◆ **SOURCE DATA**
---
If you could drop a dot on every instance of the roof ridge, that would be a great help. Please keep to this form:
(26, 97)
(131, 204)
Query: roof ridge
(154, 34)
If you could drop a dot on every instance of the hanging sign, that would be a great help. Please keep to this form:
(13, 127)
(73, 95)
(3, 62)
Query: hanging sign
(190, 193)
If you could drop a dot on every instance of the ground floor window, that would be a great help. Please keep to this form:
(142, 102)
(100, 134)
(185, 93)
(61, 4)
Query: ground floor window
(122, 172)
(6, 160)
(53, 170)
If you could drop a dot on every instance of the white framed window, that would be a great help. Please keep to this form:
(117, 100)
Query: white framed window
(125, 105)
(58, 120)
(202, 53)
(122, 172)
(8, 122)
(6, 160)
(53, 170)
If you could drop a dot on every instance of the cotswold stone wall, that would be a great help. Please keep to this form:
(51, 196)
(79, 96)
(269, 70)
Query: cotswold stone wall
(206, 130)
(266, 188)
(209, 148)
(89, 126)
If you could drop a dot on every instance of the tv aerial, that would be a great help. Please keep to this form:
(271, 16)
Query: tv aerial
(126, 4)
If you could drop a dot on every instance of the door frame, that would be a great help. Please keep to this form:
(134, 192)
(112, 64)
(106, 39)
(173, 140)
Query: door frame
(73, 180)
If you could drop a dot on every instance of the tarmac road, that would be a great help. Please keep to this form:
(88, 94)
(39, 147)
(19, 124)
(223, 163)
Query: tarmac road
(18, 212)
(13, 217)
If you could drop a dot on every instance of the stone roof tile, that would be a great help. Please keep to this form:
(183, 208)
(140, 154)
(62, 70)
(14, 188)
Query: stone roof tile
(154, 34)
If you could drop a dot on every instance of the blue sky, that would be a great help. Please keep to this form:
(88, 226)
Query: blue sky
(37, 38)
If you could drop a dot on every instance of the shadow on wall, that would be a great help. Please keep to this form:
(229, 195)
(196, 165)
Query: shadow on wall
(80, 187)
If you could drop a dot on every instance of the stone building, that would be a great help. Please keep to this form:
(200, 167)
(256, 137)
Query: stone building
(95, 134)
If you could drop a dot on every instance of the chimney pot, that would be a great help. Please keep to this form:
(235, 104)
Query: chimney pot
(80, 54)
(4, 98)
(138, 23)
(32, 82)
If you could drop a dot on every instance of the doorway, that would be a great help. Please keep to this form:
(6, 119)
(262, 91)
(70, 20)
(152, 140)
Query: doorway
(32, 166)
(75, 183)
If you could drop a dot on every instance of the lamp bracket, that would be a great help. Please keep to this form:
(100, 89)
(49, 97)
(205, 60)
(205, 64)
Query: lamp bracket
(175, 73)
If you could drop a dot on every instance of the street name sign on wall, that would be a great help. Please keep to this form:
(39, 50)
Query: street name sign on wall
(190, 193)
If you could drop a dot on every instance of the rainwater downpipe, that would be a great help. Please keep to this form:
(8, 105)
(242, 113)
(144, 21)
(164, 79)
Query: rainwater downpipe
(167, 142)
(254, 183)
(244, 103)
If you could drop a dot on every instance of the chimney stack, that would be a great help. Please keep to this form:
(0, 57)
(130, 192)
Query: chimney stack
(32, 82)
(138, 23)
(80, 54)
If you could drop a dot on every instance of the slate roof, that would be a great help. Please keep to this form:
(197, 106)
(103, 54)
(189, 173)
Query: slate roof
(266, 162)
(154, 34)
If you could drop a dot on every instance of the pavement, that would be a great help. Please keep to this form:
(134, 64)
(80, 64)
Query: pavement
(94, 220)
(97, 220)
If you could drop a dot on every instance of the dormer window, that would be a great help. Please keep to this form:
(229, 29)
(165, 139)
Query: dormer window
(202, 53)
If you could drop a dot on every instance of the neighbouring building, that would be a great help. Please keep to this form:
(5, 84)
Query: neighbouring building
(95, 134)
---
◆ **BRIEF**
Set down, unchanged, the line that contains "of the street" together with every later line in the records, through the last one.

◆ **EXERCISE SOLUTION**
If you could drop a dot on every instance of the street name sign on wall, that would be a great help. Please keep to this form:
(39, 50)
Query: street name sign on wall
(190, 193)
If you could drop a dot on every instance of the rainwater downpipe, that would be a great help. Please keep to this form:
(8, 105)
(242, 113)
(144, 21)
(164, 79)
Query: rainwater downpipe
(167, 142)
(254, 183)
(244, 103)
If you could drop a dot on every instance of the chimney stack, that would be a great help. Please keep to this form:
(0, 57)
(130, 192)
Query: chimney stack
(32, 82)
(138, 23)
(80, 54)
If you could drop a dot on every instance of the slate roof, that would be a great help. Please keep to this form:
(197, 106)
(103, 54)
(189, 173)
Query: slate roof
(266, 162)
(154, 34)
If you could drop a dot on every instance of the pavement, that would be a great help. Please keep to this form:
(134, 64)
(80, 64)
Query: pavement
(94, 220)
(97, 220)
If you could drop a dot on every instance of the dormer window, that would be a great help. Please keep to this form:
(229, 29)
(165, 139)
Query: dormer window
(202, 53)
If you could drop a dot on every instance of the neighbouring building, that would be a great help. Please keep to this form:
(5, 84)
Query: neighbouring building
(95, 134)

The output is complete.